§ What to produce:
Copy the lines below word for word, keeping every character and line break as is.

§ Task material:
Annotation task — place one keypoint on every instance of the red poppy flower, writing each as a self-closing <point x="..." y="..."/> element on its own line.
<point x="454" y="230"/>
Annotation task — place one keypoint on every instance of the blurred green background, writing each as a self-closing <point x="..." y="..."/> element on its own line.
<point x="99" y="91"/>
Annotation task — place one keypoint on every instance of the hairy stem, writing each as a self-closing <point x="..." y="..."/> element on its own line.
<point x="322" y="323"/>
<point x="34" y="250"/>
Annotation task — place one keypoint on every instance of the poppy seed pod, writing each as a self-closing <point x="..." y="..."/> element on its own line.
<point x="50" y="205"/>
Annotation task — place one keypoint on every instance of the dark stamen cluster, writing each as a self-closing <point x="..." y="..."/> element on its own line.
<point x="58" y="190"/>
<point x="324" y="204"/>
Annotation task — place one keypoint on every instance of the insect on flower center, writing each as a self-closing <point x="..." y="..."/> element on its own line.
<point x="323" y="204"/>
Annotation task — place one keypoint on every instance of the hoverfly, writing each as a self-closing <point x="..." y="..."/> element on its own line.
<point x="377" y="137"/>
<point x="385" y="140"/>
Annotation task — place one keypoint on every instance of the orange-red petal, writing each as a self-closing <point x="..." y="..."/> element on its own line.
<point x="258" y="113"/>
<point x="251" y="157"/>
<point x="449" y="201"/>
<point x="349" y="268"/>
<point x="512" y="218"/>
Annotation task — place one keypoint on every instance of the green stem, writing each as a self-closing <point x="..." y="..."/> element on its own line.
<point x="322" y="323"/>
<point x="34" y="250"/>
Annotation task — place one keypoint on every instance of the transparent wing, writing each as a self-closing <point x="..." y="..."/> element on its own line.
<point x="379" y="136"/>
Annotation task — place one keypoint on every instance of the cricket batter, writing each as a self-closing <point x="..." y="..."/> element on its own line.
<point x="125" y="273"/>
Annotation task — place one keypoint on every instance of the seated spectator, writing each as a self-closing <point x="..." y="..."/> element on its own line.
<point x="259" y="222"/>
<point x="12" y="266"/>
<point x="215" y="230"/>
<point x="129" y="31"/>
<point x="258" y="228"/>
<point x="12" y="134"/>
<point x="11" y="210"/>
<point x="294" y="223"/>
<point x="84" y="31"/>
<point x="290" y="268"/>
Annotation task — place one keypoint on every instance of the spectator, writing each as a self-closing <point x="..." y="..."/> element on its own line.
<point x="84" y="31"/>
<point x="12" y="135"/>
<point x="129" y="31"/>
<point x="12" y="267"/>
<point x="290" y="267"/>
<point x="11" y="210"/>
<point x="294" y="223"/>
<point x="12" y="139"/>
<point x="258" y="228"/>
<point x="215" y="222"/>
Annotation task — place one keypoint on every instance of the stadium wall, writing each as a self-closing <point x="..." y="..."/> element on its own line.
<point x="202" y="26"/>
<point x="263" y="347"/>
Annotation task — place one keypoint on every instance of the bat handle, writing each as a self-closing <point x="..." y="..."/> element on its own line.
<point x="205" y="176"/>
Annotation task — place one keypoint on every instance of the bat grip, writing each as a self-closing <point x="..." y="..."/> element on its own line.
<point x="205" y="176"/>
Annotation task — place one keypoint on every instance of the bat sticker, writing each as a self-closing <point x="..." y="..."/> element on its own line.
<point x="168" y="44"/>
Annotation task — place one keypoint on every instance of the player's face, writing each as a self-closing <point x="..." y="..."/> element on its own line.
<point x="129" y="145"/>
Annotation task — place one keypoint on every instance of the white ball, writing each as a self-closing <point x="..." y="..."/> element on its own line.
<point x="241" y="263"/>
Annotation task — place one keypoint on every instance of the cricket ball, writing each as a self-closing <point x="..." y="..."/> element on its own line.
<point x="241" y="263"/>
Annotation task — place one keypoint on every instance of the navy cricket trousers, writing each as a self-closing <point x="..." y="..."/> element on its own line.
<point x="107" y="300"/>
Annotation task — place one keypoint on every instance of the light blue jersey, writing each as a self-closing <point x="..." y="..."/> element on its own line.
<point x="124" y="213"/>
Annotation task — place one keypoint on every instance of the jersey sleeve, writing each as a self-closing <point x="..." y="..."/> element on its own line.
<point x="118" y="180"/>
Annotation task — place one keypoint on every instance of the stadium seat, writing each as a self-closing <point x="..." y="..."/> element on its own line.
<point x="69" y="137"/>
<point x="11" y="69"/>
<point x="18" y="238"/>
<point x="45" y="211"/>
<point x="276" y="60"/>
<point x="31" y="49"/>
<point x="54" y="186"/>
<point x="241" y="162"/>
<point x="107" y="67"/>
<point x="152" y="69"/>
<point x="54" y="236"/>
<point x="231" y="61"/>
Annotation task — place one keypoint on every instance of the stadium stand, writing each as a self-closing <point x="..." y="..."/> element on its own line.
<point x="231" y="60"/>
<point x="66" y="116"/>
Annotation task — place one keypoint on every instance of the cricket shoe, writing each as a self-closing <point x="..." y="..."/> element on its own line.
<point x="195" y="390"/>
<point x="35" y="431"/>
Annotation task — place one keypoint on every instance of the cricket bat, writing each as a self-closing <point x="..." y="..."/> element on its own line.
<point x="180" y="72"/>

§ Finished answer:
Annotation task — place one keypoint on every instance of the red poppy flower, writing each as a self-closing <point x="..." y="..."/> element on its own line.
<point x="454" y="230"/>
Annotation task — place one keypoint on every instance of the blurred green background, writing each as a self-closing <point x="..." y="..."/> element on its own line.
<point x="99" y="91"/>
Annotation task — place one keypoint on every instance of the hairy stem, writing each as a self-closing <point x="..." y="..."/> element on its own line.
<point x="322" y="323"/>
<point x="34" y="250"/>
Annotation task — place one keypoint on every instance of the poppy seed pod, writing each as a self-closing <point x="..." y="..."/> element on its own line.
<point x="50" y="205"/>
Annotation task — place one keypoint on every instance of the dark stamen cluster, writing each as a self-closing <point x="..." y="..."/> element on its own line.
<point x="58" y="190"/>
<point x="324" y="204"/>
Annotation task — place one keypoint on every instance of the insect on flower center, writing each as a self-closing <point x="..." y="..."/> element on its own line.
<point x="323" y="204"/>
Annotation task — place one keypoint on every instance of the hoverfly, writing each as a self-closing <point x="..." y="..."/> element on its own line.
<point x="377" y="137"/>
<point x="385" y="140"/>
Annotation task — place one keypoint on every instance of the orange-red petal, writing each as a self-closing <point x="..." y="..."/> element on its own line.
<point x="258" y="113"/>
<point x="251" y="157"/>
<point x="449" y="201"/>
<point x="349" y="268"/>
<point x="512" y="218"/>
Annotation task — place one keypoint on every instance of the green stem, writing each as a self-closing <point x="..." y="..."/> element on its own line.
<point x="322" y="323"/>
<point x="34" y="250"/>
Annotation task — place one keypoint on every instance of the transparent wing, writing each as a self-closing <point x="..." y="..."/> element on its own line.
<point x="379" y="136"/>
Annotation task — place one keypoint on every instance of the cricket batter, writing each as a self-closing <point x="..." y="..."/> element on its own line.
<point x="125" y="273"/>
Annotation task — place one keypoint on every instance of the seated spectator, writing each as a self-closing <point x="..." y="..."/> element on its own line.
<point x="259" y="222"/>
<point x="12" y="266"/>
<point x="215" y="230"/>
<point x="129" y="31"/>
<point x="258" y="228"/>
<point x="12" y="134"/>
<point x="11" y="210"/>
<point x="294" y="223"/>
<point x="84" y="31"/>
<point x="290" y="268"/>
Annotation task — place one keypoint on every instance of the spectator, writing each as a self-closing <point x="..." y="..."/> element on its own line.
<point x="84" y="31"/>
<point x="12" y="135"/>
<point x="129" y="31"/>
<point x="12" y="267"/>
<point x="290" y="267"/>
<point x="11" y="210"/>
<point x="294" y="223"/>
<point x="12" y="139"/>
<point x="258" y="228"/>
<point x="215" y="222"/>
Annotation task — place one keypoint on every instance of the stadium wall, writing each as a self-closing <point x="..." y="..."/> element on its own line.
<point x="202" y="26"/>
<point x="263" y="347"/>
Annotation task — place one keypoint on every instance of the bat handle, writing each as a self-closing <point x="..." y="..."/> element on its own line.
<point x="205" y="176"/>
Annotation task — place one keypoint on every instance of the bat grip, writing each as a self-closing <point x="..." y="..."/> element on its own line.
<point x="205" y="176"/>
Annotation task — place one keypoint on every instance of the bat sticker, writing each as a self-closing <point x="..." y="..."/> element on its own line.
<point x="168" y="44"/>
Annotation task — place one keypoint on every instance of the player's face, writing each as a self-closing <point x="..." y="..."/> element on its own line.
<point x="129" y="145"/>
Annotation task — place one keypoint on every instance of the white ball, writing each as a self-closing <point x="..." y="..."/> element on its own line.
<point x="241" y="263"/>
Annotation task — place one keypoint on every instance of the cricket ball, writing each as a self-closing <point x="..." y="..."/> element on its own line.
<point x="241" y="263"/>
Annotation task — place one keypoint on every instance of the navy cricket trousers, writing each as a self-closing <point x="..." y="..."/> element on its own line.
<point x="107" y="300"/>
Annotation task — place one keypoint on every instance of the light blue jersey, writing each as a self-closing <point x="..." y="..."/> element on its own line.
<point x="124" y="213"/>
Annotation task — place one keypoint on every instance of the jersey sleeve, writing each as a self-closing <point x="..." y="..."/> element on its own line.
<point x="118" y="180"/>
Annotation task — place one keypoint on every instance of the stadium seat, writing each as a self-closing <point x="..." y="..."/> element on its own line.
<point x="69" y="137"/>
<point x="11" y="69"/>
<point x="18" y="238"/>
<point x="45" y="211"/>
<point x="276" y="60"/>
<point x="31" y="49"/>
<point x="54" y="186"/>
<point x="241" y="162"/>
<point x="107" y="67"/>
<point x="152" y="69"/>
<point x="54" y="236"/>
<point x="231" y="61"/>
Annotation task — place one keypoint on every instance of the stadium stand, writing each as a self-closing <point x="..." y="..."/> element on its own line.
<point x="231" y="60"/>
<point x="66" y="116"/>
Annotation task — place one keypoint on every instance of the cricket shoe, writing each as a self-closing <point x="..." y="..."/> element on its own line.
<point x="195" y="390"/>
<point x="35" y="431"/>
Annotation task — place one keypoint on every instance of the cricket bat, writing each as a self-closing <point x="..." y="..."/> element on its own line.
<point x="180" y="72"/>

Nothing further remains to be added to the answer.